**Problem**
Each record is to be duplicated exactly, with nothing added.

Natural-language object grounding data:
++++++++++++++++++++
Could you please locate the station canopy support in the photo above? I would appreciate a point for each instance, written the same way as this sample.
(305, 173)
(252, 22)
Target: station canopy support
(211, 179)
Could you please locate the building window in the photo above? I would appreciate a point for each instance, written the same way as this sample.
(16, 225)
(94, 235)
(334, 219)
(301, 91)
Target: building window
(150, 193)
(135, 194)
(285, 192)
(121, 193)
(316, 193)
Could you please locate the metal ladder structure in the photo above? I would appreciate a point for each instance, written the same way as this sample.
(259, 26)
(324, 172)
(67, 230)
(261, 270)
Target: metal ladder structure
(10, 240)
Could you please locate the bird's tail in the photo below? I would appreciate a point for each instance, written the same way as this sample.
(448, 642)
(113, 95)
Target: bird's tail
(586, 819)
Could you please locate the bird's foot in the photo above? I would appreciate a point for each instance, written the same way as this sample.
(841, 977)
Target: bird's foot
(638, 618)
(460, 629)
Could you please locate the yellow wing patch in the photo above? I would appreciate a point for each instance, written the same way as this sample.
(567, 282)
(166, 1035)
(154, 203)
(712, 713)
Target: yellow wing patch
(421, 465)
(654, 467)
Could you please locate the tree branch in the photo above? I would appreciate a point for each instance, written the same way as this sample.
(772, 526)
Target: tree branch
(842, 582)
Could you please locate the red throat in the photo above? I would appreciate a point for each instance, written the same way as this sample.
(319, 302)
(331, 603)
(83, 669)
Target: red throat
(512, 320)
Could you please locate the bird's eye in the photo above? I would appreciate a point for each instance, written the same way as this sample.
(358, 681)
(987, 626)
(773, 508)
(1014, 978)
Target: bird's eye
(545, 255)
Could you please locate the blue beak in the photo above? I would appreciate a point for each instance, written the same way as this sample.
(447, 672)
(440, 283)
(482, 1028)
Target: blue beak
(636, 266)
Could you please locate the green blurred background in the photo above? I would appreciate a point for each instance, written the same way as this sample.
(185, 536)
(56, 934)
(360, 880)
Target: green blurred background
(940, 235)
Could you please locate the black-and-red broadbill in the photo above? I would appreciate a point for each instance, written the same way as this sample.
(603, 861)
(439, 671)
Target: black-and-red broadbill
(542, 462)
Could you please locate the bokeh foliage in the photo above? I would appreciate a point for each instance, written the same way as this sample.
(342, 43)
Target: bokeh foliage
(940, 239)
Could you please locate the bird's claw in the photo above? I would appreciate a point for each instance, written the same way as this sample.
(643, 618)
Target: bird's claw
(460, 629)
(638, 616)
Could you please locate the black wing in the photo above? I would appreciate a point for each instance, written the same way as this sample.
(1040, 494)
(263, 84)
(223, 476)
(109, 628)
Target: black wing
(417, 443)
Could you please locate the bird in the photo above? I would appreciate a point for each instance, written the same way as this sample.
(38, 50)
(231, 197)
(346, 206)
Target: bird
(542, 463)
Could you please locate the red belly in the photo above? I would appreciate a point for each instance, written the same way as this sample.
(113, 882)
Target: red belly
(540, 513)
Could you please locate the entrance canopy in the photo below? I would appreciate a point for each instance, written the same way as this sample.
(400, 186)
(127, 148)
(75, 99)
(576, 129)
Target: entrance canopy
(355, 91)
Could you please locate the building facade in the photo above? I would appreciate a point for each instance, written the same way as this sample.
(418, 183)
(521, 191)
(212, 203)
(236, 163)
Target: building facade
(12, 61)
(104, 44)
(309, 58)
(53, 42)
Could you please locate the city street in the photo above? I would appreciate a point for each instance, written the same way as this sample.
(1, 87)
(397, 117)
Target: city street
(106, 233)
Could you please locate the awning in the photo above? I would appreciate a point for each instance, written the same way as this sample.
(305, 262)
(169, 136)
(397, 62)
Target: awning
++++++++++++++++++++
**Exercise response**
Could you please locate the station canopy support in the photo above? I would appreciate a point for each instance, written the same way as this sample.
(305, 173)
(252, 22)
Target: station canopy support
(211, 179)
Could you please locate the building window in the photo above? I would appreciate a point for each instance, written the same way as this sample.
(16, 225)
(94, 235)
(334, 219)
(301, 91)
Target: building window
(150, 193)
(135, 194)
(285, 192)
(121, 193)
(316, 193)
Could you please locate the metal ladder structure in the photo above? I would appreciate a point for each instance, written the same way as this sample.
(259, 26)
(324, 172)
(67, 230)
(261, 270)
Target: metal ladder structure
(10, 240)
Could you please locate the bird's tail in the photo below? I would appreciate a point for each instance, written the same way as this sample.
(448, 642)
(113, 95)
Target: bird's tail
(586, 819)
Could you please locate the bird's foot in the photo above? I would appreciate a point for each instance, written the same way as this sample.
(841, 977)
Target: bird's foot
(638, 618)
(460, 629)
Could you please locate the yellow wing patch in the photo above? I would appreciate a point for each instance, written the same way as this sample.
(567, 282)
(166, 1035)
(154, 203)
(712, 713)
Target: yellow wing patch
(421, 465)
(654, 467)
Could you please locate the tree branch in the photo above? I would appreciate a point for each instance, written the same way as this sample.
(772, 526)
Target: tree branch
(842, 582)
Could you please locate the red throat in the photo above? I would appreciate a point for each instance, written the same way as this sample.
(319, 302)
(331, 603)
(83, 669)
Target: red throat
(512, 320)
Could you please locate the bird's eye in the photo above? I would appreciate a point for each instance, written the same way as this sample.
(358, 681)
(987, 626)
(773, 508)
(1014, 978)
Target: bird's eye
(545, 255)
Could you please locate the blue beak in the photo above? I would appreciate a point for each instance, written the same way as this sample.
(447, 672)
(440, 283)
(482, 1028)
Target: blue beak
(636, 266)
Could you please locate the green blurred background in the photo above? I would appreciate a point for each instance, written the same way as this sample.
(185, 536)
(56, 934)
(360, 880)
Target: green blurred background
(940, 235)
Could you please locate the black-and-red broadbill in the photo above? I would appreciate a point for each instance, written the same way as this sample.
(603, 861)
(439, 671)
Target: black-and-red broadbill
(542, 462)
Could you please locate the bokeh foliage in the photo above? I would appreciate a point for each instance, written the same way as this sample.
(342, 43)
Target: bokeh foliage
(940, 239)
Could you please locate the bird's claw in the photo above? I would appreciate a point for each instance, written the same way as this sample.
(643, 618)
Target: bird's claw
(460, 629)
(638, 616)
Could you please locate the black wing in the photo above? I would appreciate a point for each instance, written the same way as this sample.
(1040, 494)
(263, 84)
(223, 476)
(109, 628)
Target: black wing
(417, 443)
Could you please locate the bird in the photo above? I would appreciate a point for each instance, written the same way as this sample.
(38, 50)
(231, 197)
(346, 206)
Target: bird
(542, 463)
Could you please locate the red belly in the photo above? I would appreciate a point for each instance, written the same way as this sample.
(113, 882)
Target: red belly
(540, 513)
Could you please locate the entrance canopy in the photo below? I would appreciate a point for each instance, written the same way as this sample.
(400, 186)
(127, 148)
(75, 99)
(576, 129)
Target: entrance canopy
(355, 91)
Could you please locate the building facade in the photo above? I would appreciate a point for each instance, written the same way as this sample.
(418, 183)
(521, 191)
(212, 203)
(236, 163)
Target: building facade
(12, 61)
(104, 44)
(309, 58)
(53, 42)
Could you please locate the city street in the photo above? I would appreciate a point for each instance, written the same way as this sample.
(1, 87)
(397, 117)
Target: city street
(106, 233)
Could you please locate the awning in the photo above? I would appreciate a point for each instance, written the same way as this sample.
(305, 262)
(169, 136)
(397, 62)
Target: awning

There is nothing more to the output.